- **EXCERPT**

Live album by Muddy Waters
- Released: November 15, 1960
- Recorded: July 3, 1960
- Venue: Newport Jazz Festival
- Genre: Chicago blues
- Length: 32:38
- Label: Chess
- Producer: Leonard Chess

Muddy Waters chronology
| Muddy Waters Sings "Big Bill" (1960) | At Newport 1960 (1960) | Folk Singer (1964) |

= At Newport 1960 =

At Newport 1960 is a live album by Muddy Waters recorded during his performance at the Newport Jazz Festival on July 3, 1960. With his longtime backup band, Muddy Waters plays a mix of his older popular tunes and some newer compositions. Chess Records released the album in the United States on November 15, 1960.

At Newport 1960 is sometimes referred to as the first live blues album and has received critical acclaim. Rolling Stone included it at number 348 on its list of "500 Greatest Albums of all Time". Along with the songs on The Best of Muddy Waters (1958), the album was an important influence on the emerging younger white blues scenes in the U.S. and U.K.

==Background==
Muddy Waters was one of the most popular blues artists of the 1950s. Beginning in 1948, he had fifteen singles that appeared on the Billboard Rhythm & Blues Records chart. His debut album, The Best of Muddy Waters (1958), contained twelve of his hits. However, by 1960, what had been the traditional blues audiences were moving away from Chicago-style blues towards the more polished R&B and soul sounds. Chess released Sings Big Bill Broonzy (1960), a collection of Muddy Waters' interpretations of songs by the blues musician Big Bill Broonzy. When he performed at the Newport Jazz Festival, his electric blues band consisted of Otis Spann (piano, vocals), Pat Hare (guitar), James Cotton (harmonica), Andrew Stevens (bass) and Francis Clay (drums).

==Recording==
The gig was scheduled for Sunday afternoon, July 3. The day before, performances by Ray Charles and singing group Lambert, Hendricks & Ross were met with unruly crowds. About 300 drunken revelers made a commotion during Charles' performance and the police responded with tear gas and water hoses. The riots became so out of control that the National Guard was called in at midnight to calm the crowd. When Waters and his band arrived on the scheduled day, they intended to drive back on the next day, until driver James Cotton saw John Lee Hooker standing at a corner, his guitar on his back without a guitar case. Cotton said Hooker should get into his car to get the musicians out of harm's way. At the same time, the city council decided to cancel the concert, but concert promoter George Wein convinced the performers to stay when he said that the United States Information Agency (USIA) planned to film the festival to teach American culture in other countries.

- **STATED TASK 1**
Change "critical acclaim" to "widespread praise" in the album article's passage starting with "At Newport 1960 is a" and going on through "U.S. and U.K.", then give that passage back.
- **STATED TASK 2**
Return every line of the listing that contains the string "golden".

- **ITEMS**
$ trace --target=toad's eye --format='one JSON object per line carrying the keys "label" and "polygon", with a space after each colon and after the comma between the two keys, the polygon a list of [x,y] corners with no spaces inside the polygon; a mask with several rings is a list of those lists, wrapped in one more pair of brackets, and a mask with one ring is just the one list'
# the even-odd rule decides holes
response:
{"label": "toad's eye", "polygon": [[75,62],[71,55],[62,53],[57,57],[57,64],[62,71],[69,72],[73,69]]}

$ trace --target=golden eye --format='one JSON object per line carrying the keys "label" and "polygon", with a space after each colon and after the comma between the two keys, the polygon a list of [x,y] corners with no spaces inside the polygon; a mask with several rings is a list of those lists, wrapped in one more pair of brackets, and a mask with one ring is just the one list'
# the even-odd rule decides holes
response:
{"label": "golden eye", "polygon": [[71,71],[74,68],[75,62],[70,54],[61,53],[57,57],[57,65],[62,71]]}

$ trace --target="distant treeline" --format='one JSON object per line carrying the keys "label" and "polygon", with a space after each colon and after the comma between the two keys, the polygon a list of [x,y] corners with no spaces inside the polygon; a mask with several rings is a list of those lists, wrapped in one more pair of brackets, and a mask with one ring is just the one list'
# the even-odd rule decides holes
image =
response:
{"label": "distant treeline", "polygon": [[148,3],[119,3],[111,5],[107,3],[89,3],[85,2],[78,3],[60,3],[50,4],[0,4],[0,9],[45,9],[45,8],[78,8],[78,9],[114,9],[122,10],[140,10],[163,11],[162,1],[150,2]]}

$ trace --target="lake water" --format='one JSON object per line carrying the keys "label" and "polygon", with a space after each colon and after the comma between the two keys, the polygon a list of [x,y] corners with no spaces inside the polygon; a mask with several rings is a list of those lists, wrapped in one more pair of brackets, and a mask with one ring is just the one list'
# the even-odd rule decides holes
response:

- **FULL OUTPUT 1**
At Newport 1960 is a live album by Muddy Waters recorded during his performance at the Newport Jazz Festival on July 3, 1960. With his longtime backup band, Muddy Waters plays a mix of his older popular tunes and some newer compositions. Chess Records released the album in the United States on November 15, 1960.

At Newport 1960 is sometimes referred to as the first live blues album and has received widespread praise. Rolling Stone included it at number 348 on its list of "500 Greatest Albums of all Time". Along with the songs on The Best of Muddy Waters (1958), the album was an important influence on the emerging younger white blues scenes in the U.S. and U.K.

- **FULL OUTPUT 2**
$ trace --target=golden eye --format='one JSON object per line carrying the keys "label" and "polygon", with a space after each colon and after the comma between the two keys, the polygon a list of [x,y] corners with no spaces inside the polygon; a mask with several rings is a list of those lists, wrapped in one more pair of brackets, and a mask with one ring is just the one list'
{"label": "golden eye", "polygon": [[71,71],[74,68],[75,62],[70,54],[61,53],[57,57],[57,65],[62,71]]}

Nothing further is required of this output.